▶ **TASK INSTRUCTIONS**
In the passage on 7 World Trade Center, what diameter were the concrete caissons added to the foundation for the new building?

▶ **EXCERPTED PASSAGE**
•••

The new, 52-story 7 World Trade Center was conceived immediately after the destruction of the original 47-floor structure by the terrorist acts of 9/11. The building was not directly hit by the two planes that took down the larger World Trade Center towers, and there were no known casualties due to its collapse; yet, the performance of the original WTC 7 is significant because it appears its destruction was due primarily to fire, started by some combination of debris falling from WTC 1 and a fuel-distribution system needed to run the building's generators. The resulting fire burned for about seven hours before its collapse at 5:20 the afternoon of Sept. 11.

According to the Federal Emergency Management Agency/American Society of Civil Engineers' WTC Building Performance Study, prior to September 11, 2001, there was little, if any, record of fire-induced collapse of large, fire-protected steel buildings.

Built atop an existing Con Edison electrical substation that supplied power to lower Manhattan, the original WTC 7, completed in 1985, stood just over 620 ft. tall and featured a core made up of multiple layers of gypsum wallboard. That design detail was borrowed from the Twin Towers (WTC 1 and 2), whose construction 15 years prior marked the debut of such “cavity shaft wall”-type systems. WTC 7's two main exit stairways discharged to the exterior at ground level; were approximately 4 ft. 10 in. wide; and, like the core, built of fire-rated gypsum wallboard.

Construction on the new WTC 7 began in May 2002. The following January, Larry Silverstein, president of Silverstein Properties, the owner/developer of the property, told the The New York Times that the project must be “the safest building” in the city as one of the first high-rise structures built from the ground up after 9/11. Reflecting on a Silverstein planning meeting at which he was a guest, Times reporter David Dunlap noted: “They [project principals] described a building that would exceed current code requirements, and it was intended to meet or exceed possible future standards. Most fundamentally, the building will have a concrete core rather than a steel-frame core with drywall partitions.”

Much of the original foundation is used to support the new WTC 7 super-structure. However, due to distinct differences between the old and new buildings, additional foundations were required. These consisted primarily of 36-in.-diameter concrete caissons with wide-flange steel cores extending down to and socketed into bedrock.

•••

▶ **DATA SECTION**
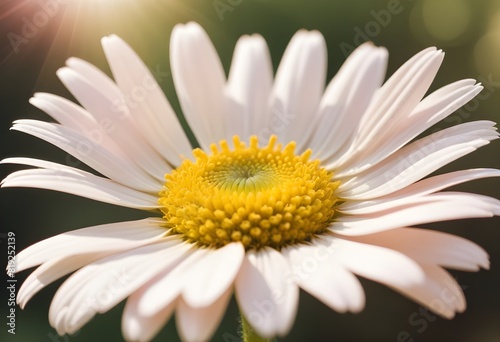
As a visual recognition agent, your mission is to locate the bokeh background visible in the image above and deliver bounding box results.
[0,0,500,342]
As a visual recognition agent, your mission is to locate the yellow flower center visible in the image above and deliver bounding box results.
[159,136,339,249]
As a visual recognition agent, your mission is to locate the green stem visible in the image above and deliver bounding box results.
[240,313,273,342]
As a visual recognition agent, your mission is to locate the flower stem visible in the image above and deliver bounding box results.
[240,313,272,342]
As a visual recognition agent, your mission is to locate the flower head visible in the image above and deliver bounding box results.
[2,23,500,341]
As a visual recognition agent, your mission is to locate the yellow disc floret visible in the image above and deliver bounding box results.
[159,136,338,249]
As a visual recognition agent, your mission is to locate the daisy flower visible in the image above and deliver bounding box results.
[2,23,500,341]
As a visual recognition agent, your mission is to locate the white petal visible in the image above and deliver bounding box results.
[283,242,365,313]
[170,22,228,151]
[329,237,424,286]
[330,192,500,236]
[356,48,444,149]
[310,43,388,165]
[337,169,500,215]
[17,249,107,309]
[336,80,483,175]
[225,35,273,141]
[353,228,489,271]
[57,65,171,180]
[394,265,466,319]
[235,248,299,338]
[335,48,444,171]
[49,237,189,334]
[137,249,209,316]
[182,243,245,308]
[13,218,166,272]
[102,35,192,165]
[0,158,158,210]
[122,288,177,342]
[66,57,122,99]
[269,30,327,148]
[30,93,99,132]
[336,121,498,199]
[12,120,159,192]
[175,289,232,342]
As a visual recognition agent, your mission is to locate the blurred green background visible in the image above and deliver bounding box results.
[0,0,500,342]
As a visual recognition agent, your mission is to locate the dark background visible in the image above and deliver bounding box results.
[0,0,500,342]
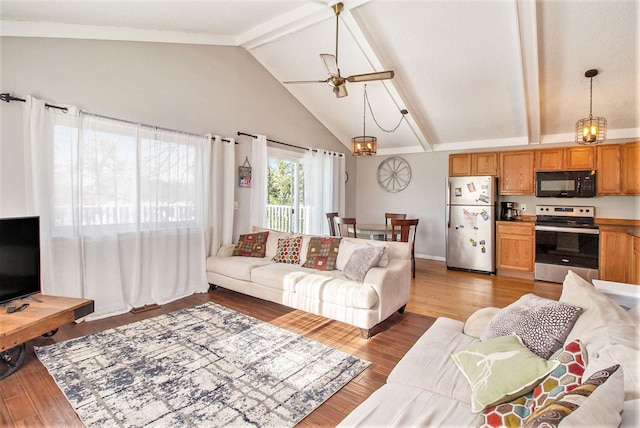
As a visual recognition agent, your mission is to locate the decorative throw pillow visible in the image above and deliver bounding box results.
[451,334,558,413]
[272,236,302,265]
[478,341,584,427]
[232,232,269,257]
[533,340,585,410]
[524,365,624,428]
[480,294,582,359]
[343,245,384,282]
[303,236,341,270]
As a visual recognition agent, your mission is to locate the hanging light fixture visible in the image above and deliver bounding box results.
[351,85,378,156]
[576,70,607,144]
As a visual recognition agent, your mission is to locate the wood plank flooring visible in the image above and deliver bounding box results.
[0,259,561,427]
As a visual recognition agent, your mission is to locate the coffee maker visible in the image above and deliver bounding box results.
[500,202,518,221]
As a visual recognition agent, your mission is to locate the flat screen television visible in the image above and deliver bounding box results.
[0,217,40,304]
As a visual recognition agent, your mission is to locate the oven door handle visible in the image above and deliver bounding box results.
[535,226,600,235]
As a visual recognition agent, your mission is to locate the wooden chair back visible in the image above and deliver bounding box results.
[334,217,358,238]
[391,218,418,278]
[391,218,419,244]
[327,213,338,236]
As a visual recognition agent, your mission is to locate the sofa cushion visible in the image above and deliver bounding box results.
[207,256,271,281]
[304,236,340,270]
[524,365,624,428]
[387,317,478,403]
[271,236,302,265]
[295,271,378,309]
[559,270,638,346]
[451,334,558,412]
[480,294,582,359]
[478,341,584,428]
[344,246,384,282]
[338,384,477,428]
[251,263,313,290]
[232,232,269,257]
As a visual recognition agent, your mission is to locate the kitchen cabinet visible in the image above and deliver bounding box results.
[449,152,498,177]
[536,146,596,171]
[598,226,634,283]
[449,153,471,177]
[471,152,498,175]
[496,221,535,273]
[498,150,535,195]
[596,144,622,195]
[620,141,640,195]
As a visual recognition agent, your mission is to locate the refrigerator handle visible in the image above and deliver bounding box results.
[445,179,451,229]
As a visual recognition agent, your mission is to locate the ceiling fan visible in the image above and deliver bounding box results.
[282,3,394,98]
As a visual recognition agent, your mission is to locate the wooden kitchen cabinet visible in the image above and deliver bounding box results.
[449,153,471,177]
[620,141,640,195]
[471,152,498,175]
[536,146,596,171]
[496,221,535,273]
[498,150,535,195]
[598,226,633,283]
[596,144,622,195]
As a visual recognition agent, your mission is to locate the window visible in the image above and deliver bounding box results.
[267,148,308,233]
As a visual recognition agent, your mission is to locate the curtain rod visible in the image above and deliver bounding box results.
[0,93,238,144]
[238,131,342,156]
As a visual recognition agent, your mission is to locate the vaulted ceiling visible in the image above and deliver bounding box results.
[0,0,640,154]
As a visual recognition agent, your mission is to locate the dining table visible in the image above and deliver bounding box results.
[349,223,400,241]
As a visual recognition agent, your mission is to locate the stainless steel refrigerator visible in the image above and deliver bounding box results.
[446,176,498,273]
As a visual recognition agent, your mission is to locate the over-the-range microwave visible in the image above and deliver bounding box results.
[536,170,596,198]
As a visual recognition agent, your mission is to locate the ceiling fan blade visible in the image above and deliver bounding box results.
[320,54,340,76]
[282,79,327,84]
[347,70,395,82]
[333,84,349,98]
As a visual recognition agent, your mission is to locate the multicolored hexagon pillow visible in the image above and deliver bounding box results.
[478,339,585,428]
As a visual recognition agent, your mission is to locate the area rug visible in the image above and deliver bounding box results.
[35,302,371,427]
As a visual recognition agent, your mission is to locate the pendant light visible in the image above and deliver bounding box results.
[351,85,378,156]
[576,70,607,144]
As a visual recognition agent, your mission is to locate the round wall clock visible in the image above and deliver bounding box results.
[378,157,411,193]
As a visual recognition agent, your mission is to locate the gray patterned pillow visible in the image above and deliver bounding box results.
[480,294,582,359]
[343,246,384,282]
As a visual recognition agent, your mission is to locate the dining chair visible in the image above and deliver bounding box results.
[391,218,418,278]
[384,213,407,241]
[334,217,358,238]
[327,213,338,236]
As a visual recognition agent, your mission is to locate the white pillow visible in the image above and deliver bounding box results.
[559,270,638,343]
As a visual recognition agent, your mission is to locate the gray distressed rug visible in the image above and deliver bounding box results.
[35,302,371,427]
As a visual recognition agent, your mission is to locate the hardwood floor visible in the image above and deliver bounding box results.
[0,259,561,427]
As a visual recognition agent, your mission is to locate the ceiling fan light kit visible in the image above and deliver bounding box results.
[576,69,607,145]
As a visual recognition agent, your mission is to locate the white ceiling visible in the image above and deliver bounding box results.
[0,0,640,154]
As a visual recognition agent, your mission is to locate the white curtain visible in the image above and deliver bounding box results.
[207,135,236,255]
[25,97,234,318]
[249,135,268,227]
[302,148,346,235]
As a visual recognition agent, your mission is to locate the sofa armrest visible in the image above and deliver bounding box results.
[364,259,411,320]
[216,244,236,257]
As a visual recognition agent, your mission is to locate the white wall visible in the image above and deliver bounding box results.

•••

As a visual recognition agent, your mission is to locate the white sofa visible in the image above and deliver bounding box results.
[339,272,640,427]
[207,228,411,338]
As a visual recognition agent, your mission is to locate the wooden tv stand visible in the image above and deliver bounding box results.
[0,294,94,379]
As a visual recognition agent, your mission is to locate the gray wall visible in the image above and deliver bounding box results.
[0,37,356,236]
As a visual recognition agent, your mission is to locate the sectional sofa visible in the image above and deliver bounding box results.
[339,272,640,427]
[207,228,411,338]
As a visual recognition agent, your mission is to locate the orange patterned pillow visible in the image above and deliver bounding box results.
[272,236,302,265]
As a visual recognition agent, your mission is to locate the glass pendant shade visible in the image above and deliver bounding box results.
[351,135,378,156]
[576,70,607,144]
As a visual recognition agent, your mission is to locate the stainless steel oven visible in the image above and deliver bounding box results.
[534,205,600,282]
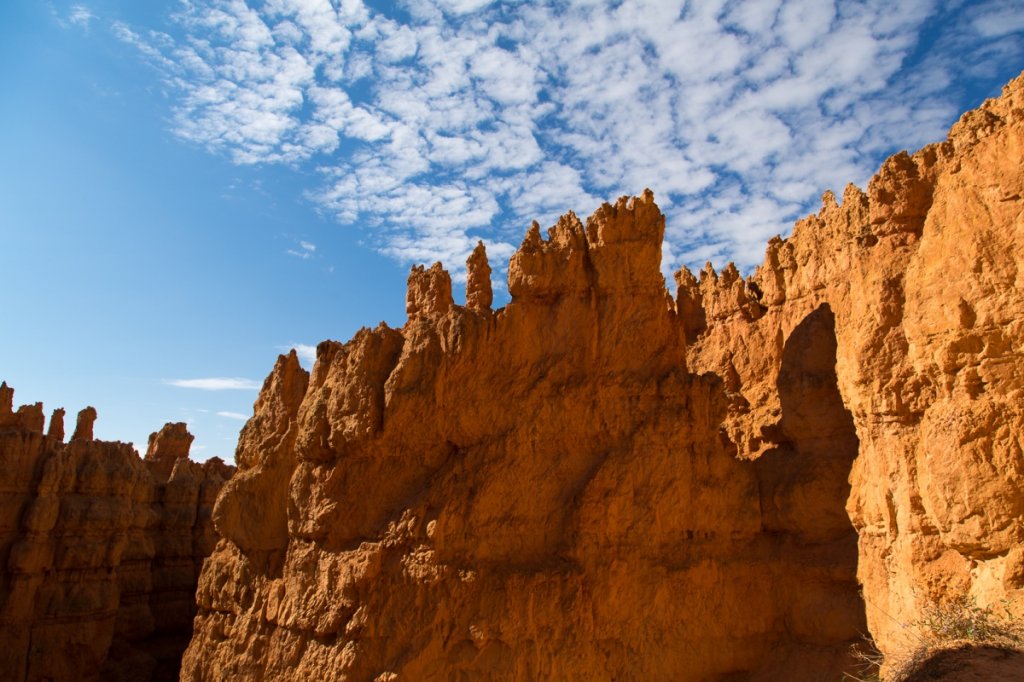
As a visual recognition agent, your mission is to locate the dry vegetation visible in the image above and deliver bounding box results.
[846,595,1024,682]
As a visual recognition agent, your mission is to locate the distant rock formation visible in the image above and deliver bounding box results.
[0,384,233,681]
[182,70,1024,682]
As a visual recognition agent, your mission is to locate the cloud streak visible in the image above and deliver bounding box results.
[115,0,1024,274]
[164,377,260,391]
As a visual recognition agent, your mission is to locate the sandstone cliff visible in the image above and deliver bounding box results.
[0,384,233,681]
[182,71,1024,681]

•••

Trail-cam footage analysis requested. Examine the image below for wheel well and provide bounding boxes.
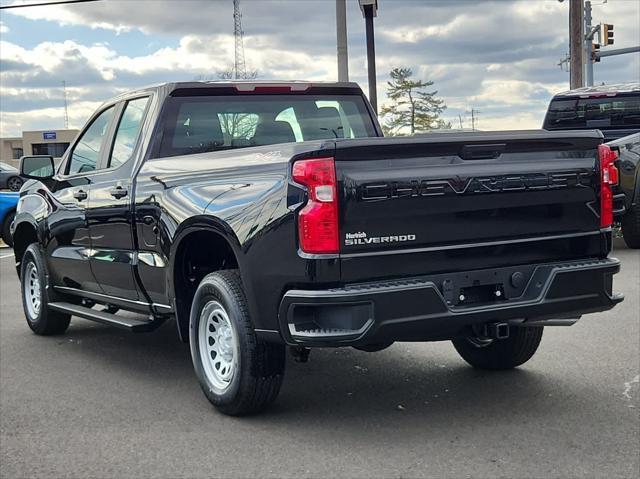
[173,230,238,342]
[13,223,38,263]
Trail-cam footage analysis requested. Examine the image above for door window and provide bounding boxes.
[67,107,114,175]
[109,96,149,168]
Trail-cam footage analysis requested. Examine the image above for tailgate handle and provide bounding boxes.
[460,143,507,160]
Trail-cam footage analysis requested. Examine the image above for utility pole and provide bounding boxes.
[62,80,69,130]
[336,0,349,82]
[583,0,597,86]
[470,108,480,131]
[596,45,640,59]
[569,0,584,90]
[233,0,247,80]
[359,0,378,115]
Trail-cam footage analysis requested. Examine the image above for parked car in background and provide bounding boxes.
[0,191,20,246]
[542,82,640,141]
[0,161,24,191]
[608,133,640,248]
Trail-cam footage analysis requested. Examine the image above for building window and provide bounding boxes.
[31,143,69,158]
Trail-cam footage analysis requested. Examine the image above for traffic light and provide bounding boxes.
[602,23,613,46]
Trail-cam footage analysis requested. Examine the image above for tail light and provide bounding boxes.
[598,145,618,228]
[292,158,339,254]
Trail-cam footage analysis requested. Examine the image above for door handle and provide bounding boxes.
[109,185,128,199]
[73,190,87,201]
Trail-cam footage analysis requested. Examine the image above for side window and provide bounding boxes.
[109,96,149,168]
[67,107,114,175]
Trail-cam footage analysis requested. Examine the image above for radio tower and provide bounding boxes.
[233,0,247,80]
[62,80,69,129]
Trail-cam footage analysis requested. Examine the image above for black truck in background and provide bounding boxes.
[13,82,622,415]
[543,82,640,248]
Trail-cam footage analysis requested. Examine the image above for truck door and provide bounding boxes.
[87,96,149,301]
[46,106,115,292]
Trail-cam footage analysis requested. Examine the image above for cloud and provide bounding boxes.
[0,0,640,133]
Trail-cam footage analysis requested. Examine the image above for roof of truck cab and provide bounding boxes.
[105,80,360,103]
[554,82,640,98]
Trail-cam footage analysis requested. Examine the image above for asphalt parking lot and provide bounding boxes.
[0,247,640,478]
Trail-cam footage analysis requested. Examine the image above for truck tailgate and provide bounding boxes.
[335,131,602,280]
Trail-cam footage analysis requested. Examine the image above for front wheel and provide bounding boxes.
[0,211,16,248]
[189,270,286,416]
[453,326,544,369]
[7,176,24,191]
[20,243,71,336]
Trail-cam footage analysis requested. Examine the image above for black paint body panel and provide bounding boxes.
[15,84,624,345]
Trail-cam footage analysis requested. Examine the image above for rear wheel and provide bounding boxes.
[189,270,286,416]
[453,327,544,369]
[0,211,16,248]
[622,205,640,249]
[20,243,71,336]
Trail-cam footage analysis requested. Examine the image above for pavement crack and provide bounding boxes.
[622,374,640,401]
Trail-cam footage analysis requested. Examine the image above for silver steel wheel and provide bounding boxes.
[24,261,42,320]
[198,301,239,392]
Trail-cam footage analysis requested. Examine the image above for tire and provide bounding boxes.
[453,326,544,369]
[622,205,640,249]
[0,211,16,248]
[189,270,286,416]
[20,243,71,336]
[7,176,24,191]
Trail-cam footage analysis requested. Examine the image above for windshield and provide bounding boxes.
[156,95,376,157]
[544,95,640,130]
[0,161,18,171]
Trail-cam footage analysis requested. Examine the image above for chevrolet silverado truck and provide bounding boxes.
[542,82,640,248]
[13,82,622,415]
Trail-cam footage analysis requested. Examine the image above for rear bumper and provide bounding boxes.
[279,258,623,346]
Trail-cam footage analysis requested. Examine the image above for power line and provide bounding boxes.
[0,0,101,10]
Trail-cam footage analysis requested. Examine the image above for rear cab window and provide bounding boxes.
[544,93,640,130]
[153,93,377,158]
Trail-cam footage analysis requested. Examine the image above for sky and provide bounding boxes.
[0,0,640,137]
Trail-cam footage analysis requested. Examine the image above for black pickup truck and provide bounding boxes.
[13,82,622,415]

•••

▶ **RESPONSE**
36 inches.